| Text |
Those whose third level has been opened are in the central
heaven, while those whose intermediate level (or only their
first) has been opened are in the intermediate or outside
heaven.
Deeper levels are opened by our acceptance
of God's gifts of what is good and true. Those who let
themselves be changed by divine true gifts and let those
gifts directly into their lives—into their intentions and,
therefore, into what they do—are in the central [inmost
("highest")] or third heaven, where they are situated
according to their acceptance of what is good in their
feelings about what is true. Others, who let such gifts into
their memory and then into their thinking, intending and
doing them as a result of this process (instead of accepting
them directly into their intentions), are in the
intermediate or second heaven. People who lead good and
moral lives, believing in the Divine without caring much
about theology, are in the outside, or first, heaven....
HH 37
Even though the heavens are so distinct from
each other that angels of one heaven cannot have regular
dealings with another, the Lord does join all the heavens
together by means of direct and indirect influence. His
direct influence affects all the heavens, but his indirect
influence affects one heaven through another. By this
combined influence, the Lord effects a unity of the three
heavens, linking them all together, from the first to the
last, so that there is nothing that is not connected.
Anything not connected with the First [as in "First Cause"]
by some intermediate stream of influence, does not endure:
it dissipates and becomes nothing.
The Heavens Consist of Countless
Communities
HH 41
In each heaven, angels are not all together
in one place. They are separated into larger and smaller
communities on the basis of different kinds of good that
they love and their faith leads them to practice. Angels
doing similar good work make up one community. Good
activities in heaven are infinitely various and each
individual angel is, as it were, his own good work.
HH 42
Distances between communities also vary
according to the difference between their activities,
generally and specifically, because the only cause of
distance in the spiritual world is difference between inner
conditions. In the heavens, that means differences between
kinds of love. When communities are very different, the
distance between them is great; when the difference is
slight, the distance is short. To be similar is to be close.
HH 43
All individuals in each community are
separated from each other according to the same principle.
The more perfect ones—those who stand out as good (and
therefore as loving, wise, and understanding)—are in the
center. Those who are less outstanding surround them at
distances proportionate to their lesser perfection....
HH 44
It is as if kindred souls gravitate toward
each other spontaneously. When they are together they feel
as though they are with their own family at home; while with
others they feel like foreigners, as if they were abroad.
When they are with others like themselves, they are most
free, enjoying life to the fullest.
Each Community is Heaven in a Smaller
Form and Each Angel is Heaven in the Smallest Form
HH 51
Each community is a smaller form of heaven
and each angel is the smallest form of heaven. Each embodies
the activities of love and faith that constitute heaven.

| Record extracts |
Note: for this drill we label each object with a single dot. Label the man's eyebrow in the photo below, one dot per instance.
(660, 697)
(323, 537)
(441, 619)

...

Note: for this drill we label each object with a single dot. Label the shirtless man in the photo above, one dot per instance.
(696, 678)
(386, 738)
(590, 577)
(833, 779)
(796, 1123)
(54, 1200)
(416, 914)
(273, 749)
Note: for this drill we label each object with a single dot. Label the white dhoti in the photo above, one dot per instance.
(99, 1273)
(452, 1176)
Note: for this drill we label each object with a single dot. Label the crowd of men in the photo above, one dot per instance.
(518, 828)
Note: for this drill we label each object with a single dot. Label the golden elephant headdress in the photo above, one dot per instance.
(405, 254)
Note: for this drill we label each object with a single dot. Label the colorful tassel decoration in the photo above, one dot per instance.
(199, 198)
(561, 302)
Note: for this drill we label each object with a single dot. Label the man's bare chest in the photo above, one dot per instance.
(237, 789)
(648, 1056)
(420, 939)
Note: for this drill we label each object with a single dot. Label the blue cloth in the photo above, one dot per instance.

* * *

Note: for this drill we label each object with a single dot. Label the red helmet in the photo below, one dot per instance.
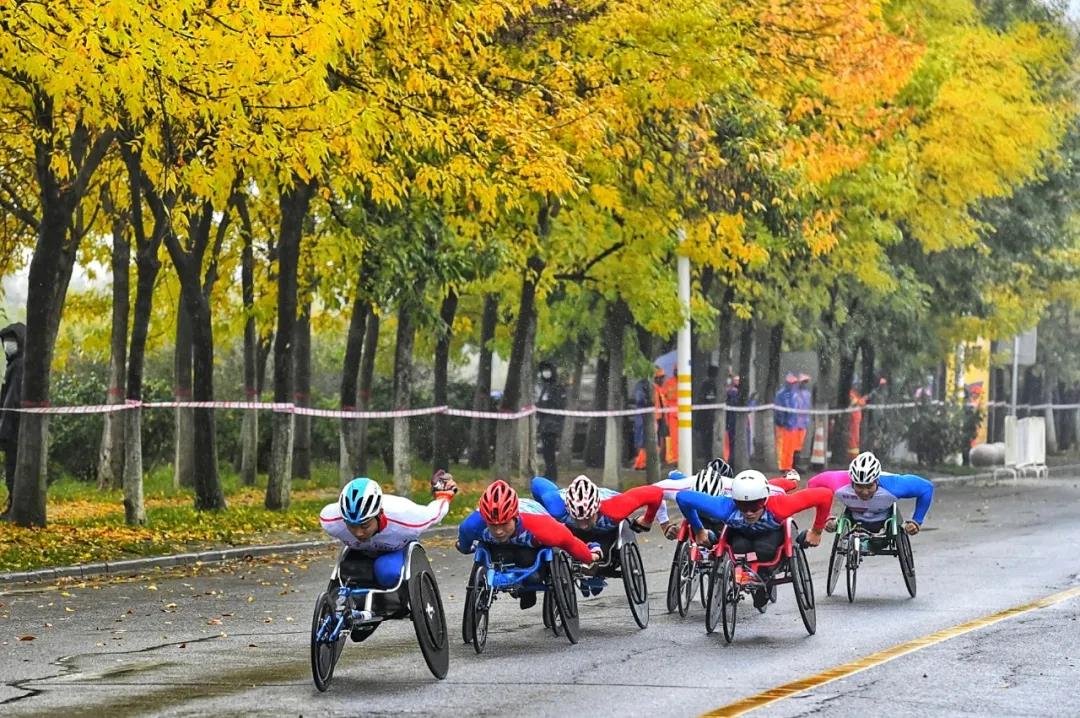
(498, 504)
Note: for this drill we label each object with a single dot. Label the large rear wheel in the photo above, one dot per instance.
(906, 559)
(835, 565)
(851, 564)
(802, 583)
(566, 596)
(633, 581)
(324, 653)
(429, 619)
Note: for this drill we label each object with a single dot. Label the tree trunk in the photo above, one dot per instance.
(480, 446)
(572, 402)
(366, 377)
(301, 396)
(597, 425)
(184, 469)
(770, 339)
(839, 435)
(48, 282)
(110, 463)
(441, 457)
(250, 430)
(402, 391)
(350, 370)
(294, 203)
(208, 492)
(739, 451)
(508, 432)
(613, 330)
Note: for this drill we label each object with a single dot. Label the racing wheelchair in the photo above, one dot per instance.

| What you will do |
1) According to the text on the heavens, what is the only cause of distance in the spiritual world?
2) Update the text on the heavens by rewriting everything from "Anything not connected" down to "own good work." with "dissipates" changed to "fades away".

| Answers to the problems |
1) Difference between inner conditions.

2)
Anything not connected with the First [as in "First Cause"]
by some intermediate stream of influence, does not endure:
it fades away and becomes nothing.
The Heavens Consist of Countless
Communities
HH 41
In each heaven, angels are not all together
in one place. They are separated into larger and smaller
communities on the basis of different kinds of good that
they love and their faith leads them to practice. Angels
doing similar good work make up one community. Good
activities in heaven are infinitely various and each
individual angel is, as it were, his own good work.